GIVEN INSTRUCTION: Each line from the one that contains "Place one keypoint per instance of the orange glow" to the end of the material must be quoted exactly; include both end lines and nothing else.

Rows from a pointing dataset:
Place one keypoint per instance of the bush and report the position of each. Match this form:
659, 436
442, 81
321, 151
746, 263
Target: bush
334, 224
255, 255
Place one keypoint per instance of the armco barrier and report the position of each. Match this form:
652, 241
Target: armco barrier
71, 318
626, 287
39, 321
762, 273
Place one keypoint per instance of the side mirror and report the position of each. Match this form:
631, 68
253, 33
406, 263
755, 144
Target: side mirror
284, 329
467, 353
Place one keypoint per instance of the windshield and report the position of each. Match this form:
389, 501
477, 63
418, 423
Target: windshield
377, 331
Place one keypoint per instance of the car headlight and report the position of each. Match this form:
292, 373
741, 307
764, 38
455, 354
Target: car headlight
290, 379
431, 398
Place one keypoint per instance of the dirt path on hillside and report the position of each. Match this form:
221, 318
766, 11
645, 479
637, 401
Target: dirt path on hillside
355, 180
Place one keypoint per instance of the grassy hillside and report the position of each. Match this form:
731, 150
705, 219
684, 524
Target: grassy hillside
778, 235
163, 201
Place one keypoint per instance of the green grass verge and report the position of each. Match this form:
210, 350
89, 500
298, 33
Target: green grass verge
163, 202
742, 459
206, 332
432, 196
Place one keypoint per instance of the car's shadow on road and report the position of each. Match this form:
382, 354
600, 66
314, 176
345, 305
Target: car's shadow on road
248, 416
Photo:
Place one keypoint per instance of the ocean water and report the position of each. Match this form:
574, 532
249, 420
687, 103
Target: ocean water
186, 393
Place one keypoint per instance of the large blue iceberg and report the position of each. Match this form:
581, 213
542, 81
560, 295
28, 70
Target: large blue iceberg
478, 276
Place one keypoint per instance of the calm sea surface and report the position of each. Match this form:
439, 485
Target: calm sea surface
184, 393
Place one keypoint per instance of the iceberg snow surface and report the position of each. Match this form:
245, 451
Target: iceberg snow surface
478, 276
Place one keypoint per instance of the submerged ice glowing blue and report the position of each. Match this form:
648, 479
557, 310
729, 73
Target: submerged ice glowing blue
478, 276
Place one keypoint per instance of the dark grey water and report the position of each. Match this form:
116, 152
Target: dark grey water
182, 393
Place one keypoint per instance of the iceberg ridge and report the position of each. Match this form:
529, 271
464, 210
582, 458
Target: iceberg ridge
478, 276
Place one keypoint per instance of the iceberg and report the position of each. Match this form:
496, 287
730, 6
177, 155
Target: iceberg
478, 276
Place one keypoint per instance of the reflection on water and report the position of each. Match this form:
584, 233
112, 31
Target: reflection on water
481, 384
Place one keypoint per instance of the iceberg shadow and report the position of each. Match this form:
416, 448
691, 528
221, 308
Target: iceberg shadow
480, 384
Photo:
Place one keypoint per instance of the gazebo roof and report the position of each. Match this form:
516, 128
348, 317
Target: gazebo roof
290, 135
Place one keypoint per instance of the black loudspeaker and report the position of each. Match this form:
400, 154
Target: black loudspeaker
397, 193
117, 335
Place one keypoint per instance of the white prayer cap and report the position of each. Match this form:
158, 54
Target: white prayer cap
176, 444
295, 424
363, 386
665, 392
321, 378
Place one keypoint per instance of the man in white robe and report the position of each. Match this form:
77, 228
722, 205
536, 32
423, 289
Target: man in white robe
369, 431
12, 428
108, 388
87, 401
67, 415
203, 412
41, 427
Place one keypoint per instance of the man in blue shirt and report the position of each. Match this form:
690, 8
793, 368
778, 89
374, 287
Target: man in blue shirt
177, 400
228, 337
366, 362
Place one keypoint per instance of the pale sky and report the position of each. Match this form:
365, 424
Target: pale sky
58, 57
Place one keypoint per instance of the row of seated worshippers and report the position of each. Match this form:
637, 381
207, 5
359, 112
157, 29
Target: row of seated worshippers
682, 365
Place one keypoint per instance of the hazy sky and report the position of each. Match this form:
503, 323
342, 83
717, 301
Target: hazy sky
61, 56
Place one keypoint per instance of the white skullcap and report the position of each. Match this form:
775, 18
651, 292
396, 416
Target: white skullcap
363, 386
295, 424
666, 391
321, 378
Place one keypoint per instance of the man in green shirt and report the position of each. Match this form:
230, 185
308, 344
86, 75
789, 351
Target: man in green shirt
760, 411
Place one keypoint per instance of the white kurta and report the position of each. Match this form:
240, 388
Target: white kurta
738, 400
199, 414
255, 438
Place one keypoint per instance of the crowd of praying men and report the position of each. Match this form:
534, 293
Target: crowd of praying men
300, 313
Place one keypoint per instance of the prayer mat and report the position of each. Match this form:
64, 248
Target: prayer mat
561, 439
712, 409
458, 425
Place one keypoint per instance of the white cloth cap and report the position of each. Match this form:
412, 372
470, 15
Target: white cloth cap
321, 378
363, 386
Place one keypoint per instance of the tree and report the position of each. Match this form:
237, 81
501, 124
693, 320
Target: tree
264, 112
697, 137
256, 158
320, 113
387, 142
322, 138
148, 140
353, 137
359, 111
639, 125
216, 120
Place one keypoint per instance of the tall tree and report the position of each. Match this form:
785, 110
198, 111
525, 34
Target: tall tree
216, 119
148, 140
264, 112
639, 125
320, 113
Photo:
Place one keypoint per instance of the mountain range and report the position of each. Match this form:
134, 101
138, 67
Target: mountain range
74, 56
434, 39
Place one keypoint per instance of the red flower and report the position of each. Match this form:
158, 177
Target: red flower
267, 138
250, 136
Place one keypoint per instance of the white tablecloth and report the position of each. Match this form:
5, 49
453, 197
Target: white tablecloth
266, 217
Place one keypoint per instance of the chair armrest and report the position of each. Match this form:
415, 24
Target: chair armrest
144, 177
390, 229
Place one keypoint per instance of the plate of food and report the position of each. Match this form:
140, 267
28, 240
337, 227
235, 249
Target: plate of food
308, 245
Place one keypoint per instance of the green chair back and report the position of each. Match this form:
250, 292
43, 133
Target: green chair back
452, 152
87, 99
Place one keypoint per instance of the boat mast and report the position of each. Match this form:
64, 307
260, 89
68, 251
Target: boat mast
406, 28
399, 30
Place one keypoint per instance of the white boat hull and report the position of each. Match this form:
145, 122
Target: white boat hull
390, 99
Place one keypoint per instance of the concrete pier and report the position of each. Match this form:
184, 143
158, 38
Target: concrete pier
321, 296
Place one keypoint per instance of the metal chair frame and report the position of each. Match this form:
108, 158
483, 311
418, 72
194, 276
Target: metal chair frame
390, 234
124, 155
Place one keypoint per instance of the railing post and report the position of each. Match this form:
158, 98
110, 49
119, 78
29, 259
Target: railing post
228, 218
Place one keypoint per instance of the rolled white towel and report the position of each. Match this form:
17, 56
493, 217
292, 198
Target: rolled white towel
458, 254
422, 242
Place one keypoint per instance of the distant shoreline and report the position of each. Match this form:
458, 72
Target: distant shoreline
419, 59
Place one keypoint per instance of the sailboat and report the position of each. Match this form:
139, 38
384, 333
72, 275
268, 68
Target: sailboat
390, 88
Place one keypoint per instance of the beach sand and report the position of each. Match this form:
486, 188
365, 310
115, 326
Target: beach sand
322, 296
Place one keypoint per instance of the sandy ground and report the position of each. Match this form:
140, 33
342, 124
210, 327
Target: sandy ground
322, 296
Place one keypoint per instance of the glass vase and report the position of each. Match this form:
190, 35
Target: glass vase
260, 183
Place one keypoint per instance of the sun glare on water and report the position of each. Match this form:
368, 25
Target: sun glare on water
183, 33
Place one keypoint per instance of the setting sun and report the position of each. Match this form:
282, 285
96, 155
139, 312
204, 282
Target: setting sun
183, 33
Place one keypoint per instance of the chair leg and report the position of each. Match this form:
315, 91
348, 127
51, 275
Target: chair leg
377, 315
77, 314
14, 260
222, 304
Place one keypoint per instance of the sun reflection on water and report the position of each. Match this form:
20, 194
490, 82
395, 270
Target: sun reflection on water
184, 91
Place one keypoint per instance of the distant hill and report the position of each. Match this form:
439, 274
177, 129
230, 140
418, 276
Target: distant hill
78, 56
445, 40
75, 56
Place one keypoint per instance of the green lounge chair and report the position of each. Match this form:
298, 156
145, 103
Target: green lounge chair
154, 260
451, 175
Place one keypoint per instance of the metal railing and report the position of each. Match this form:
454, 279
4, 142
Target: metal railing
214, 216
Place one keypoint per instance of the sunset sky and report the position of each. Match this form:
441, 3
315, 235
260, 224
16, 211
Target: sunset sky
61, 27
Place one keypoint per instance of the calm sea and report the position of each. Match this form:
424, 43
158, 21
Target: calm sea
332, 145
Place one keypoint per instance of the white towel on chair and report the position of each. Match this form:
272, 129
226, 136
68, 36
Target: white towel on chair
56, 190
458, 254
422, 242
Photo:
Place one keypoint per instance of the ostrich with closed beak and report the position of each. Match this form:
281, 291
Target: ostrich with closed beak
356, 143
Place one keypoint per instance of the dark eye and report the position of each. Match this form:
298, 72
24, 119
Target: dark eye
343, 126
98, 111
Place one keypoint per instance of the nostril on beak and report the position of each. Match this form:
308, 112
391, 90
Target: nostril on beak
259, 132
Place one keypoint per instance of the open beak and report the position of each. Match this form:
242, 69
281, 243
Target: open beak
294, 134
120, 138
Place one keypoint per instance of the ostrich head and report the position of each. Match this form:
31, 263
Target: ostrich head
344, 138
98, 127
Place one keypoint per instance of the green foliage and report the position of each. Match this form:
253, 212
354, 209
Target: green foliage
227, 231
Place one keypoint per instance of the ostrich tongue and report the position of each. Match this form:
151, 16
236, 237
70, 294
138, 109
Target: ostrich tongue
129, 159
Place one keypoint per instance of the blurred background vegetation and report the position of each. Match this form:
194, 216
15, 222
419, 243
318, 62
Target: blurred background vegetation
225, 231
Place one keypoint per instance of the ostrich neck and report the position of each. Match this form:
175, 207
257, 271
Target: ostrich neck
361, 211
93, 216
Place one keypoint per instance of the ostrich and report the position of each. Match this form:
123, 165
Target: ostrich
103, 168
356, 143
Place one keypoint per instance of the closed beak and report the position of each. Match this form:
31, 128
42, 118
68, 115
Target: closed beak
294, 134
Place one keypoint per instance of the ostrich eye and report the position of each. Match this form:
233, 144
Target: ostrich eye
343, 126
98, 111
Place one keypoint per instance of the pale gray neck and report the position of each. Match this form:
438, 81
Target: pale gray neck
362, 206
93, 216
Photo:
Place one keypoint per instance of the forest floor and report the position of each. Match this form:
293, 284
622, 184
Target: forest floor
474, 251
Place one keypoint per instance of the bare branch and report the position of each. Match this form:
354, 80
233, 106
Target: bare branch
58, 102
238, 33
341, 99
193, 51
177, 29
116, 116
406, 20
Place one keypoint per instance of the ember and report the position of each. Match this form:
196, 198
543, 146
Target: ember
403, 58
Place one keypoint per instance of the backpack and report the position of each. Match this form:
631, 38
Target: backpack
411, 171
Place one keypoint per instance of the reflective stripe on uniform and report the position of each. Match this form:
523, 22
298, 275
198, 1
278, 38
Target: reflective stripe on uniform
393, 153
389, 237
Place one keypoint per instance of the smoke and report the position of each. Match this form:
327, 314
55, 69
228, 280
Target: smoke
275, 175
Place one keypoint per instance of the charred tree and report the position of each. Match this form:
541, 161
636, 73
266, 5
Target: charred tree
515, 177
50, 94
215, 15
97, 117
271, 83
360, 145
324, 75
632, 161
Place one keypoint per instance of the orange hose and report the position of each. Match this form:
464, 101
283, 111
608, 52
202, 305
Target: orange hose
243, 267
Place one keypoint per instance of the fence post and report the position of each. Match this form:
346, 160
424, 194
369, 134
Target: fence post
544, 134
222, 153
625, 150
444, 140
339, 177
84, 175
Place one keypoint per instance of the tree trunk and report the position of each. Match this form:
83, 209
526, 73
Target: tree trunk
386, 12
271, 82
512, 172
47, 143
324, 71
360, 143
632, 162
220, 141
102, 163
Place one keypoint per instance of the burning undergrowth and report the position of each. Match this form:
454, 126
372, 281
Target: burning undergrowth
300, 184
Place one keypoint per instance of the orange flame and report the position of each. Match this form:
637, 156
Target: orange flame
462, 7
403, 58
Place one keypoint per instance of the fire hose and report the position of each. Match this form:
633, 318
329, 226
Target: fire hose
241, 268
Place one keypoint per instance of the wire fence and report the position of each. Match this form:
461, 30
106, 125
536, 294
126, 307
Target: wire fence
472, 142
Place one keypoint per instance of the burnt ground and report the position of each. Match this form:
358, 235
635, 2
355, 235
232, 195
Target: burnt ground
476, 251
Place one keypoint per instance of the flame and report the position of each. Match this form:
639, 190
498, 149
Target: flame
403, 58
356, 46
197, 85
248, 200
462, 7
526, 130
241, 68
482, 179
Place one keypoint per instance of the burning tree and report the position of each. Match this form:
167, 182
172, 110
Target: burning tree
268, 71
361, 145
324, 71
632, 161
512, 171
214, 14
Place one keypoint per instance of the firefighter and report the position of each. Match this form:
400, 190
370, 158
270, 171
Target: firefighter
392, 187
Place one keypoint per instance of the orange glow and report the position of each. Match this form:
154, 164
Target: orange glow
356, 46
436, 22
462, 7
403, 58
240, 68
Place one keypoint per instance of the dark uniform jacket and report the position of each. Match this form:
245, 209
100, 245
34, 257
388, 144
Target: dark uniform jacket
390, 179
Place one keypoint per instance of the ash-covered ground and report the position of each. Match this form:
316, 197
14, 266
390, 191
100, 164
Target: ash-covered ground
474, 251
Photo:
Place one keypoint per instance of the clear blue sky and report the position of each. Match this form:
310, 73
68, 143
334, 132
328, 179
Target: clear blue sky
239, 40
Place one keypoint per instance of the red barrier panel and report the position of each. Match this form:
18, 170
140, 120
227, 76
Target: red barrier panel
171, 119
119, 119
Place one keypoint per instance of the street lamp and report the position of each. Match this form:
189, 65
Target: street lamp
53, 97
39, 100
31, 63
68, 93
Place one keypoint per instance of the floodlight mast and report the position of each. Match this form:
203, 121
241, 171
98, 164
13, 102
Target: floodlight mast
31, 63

WRITTEN SOLUTION:
Place one keypoint per instance of the orange glow and report the position of each. Match this form:
154, 164
Target: orange glow
356, 46
436, 22
462, 7
403, 58
240, 68
Place one keypoint per instance of the dark uniform jacket and report the position of each. Match this form:
245, 209
100, 245
34, 257
388, 144
Target: dark uniform jacket
390, 179
Place one keypoint per instance of the ash-covered ground and report the position of each. Match this form:
316, 197
14, 266
390, 191
100, 164
Target: ash-covered ground
474, 251
Photo:
Place one keypoint per instance of the clear blue sky and report the position of each. Match this form:
310, 73
68, 143
334, 132
328, 179
Target: clear blue sky
239, 40
Place one keypoint per instance of the red barrier panel and report the position of each. Match this form:
18, 170
140, 120
227, 76
Target: red barrier panel
171, 119
119, 119
Place one keypoint per instance of the street lamp and report the position of each. Match this form:
189, 65
Target: street lamp
53, 97
39, 100
31, 63
68, 93
Place one keypoint per instance of the floodlight mast and report the position of each. Match this form:
203, 121
241, 171
98, 164
13, 102
Target: floodlight mast
31, 63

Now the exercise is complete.